TEXT EXCERPT:
•••

The charge, buried in a recent regulation, works out to tens of millions of dollars for the largest companies, employers say. Most of that is likely to be passed on to workers.

Employee benefits lawyer Chantel Sheaks calls it a “sleeper issue” with significant financial consequences, particularly for large employers.

“Especially at a time when we are facing economic uncertainty, (companies will) be hit with a multi-million dollar assessment without getting anything back for it,” said Sheaks, a principal at Buck Consultants, a Xerox subsidiary.

Based on figures provided in the regulation, employer and individual health plans covering an estimated 190 million Americans could owe the per-person fee.

The Obama administration says it is a temporary assessment levied for three years starting in 2014, designed to raise $25 billion. It starts at $63 and then declines.

Most of the money will go into a fund administered by the Health and Human Services Department. It will be used to cushion health insurance companies from the initial hard-to-predict costs of covering uninsured people with medical problems. Under the law, insurers will be forbidden from turning away the sick as of Jan. 1, 2014.

The program “is intended to help millions of Americans purchase affordable health insurance, reduce unreimbursed usage of hospital and other medical facilities by the uninsured and thereby lower medical expenses and premiums for all,” the Obama administration says in the regulation. An accompanying media fact sheet issued Nov. 30 referred to “contributions” without detailing the total cost and scope of the program.

Of the total pot, $5 billion will go directly to the U.S. Treasury, apparently to offset the cost of shoring up employer-sponsored coverage for early retirees.

The $25 billion fee is part of a bigger package of taxes and fees to finance Obama’s expansion of coverage to the uninsured. It all comes to about $700 billion over 10 years, and includes higher Medicare taxes effective this Jan. 1 on individuals making more than $200,000 per year or couples making more than $250,000. People above those threshold amounts also face an additional 3.8 percent tax on their investment income.

But the insurance fee had been overlooked as employers focused on other costs in the law, including fines for medium and large firms that don’t provide coverage.

“This kind of came out of the blue and was a surprisingly large amount,” said Gretchen Young, senior vice president for health policy at the ERISA Industry Committee, a group that represents large employers on benefits issues.

•••

INPUT DATA:
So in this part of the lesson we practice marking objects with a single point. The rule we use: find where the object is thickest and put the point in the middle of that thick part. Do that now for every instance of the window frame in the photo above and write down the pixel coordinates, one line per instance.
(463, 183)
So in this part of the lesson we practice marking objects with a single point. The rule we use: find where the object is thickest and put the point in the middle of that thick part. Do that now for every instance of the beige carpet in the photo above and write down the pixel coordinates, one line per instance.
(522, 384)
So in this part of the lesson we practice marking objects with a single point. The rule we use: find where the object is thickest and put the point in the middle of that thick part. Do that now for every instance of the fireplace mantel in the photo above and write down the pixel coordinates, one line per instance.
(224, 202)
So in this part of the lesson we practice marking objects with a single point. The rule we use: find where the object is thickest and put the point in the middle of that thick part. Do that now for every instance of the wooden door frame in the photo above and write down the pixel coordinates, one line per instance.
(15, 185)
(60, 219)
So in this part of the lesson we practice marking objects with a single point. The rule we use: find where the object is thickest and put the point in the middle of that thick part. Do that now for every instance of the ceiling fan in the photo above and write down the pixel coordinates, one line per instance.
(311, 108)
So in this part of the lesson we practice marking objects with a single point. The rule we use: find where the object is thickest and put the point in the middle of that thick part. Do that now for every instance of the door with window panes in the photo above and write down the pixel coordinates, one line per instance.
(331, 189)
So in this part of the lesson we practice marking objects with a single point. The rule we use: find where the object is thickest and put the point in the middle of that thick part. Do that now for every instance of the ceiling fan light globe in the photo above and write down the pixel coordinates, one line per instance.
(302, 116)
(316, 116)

•••

Write the next several paragraphs of the news article on the health insurance fee, beginning after its final sentence.

Word started getting out in the spring, said Young, but hard cost estimates surfaced only recently with the new regulation. It set the per capita rate at $5.25 per month, which works out to $63 a year.

America’s Health Insurance Plans, the major industry trade group for health insurers, says the fund is an important program that will help stabilize the market and mitigate cost increases for consumers as the changes in Obama’s law take effect.

But employers already offering coverage to their workers don’t see why they have to pony up for the stabilization fund, which mainly helps the individual insurance market. The redistribution puts the biggest companies on the hook for tens of millions of dollars.

“It just adds on to everything else that is expected to increase health care costs,” said economist Paul Fronstin of the nonprofit Employee Benefit Research Institute.

The fee will be assessed on all “major medical” insurance plans, including those provided by employers and those purchased individually by consumers. Large employers will owe the fee directly. That’s because major companies usually pay upfront for most of the health care costs of their employees. It may not be apparent to workers, but the insurance company they deal with is basically an agent administering the plan for their employer.

The fee will total $12 billion in 2014, $8 billion in 2015 and $5 billion in 2016. That means the per-head assessment would be smaller each year, around $40 in 2015 instead of $63.

It will phase out completely in 2017 — unless Congress, with lawmakers searching everywhere for revenue to reduce federal deficits — decides to extend it.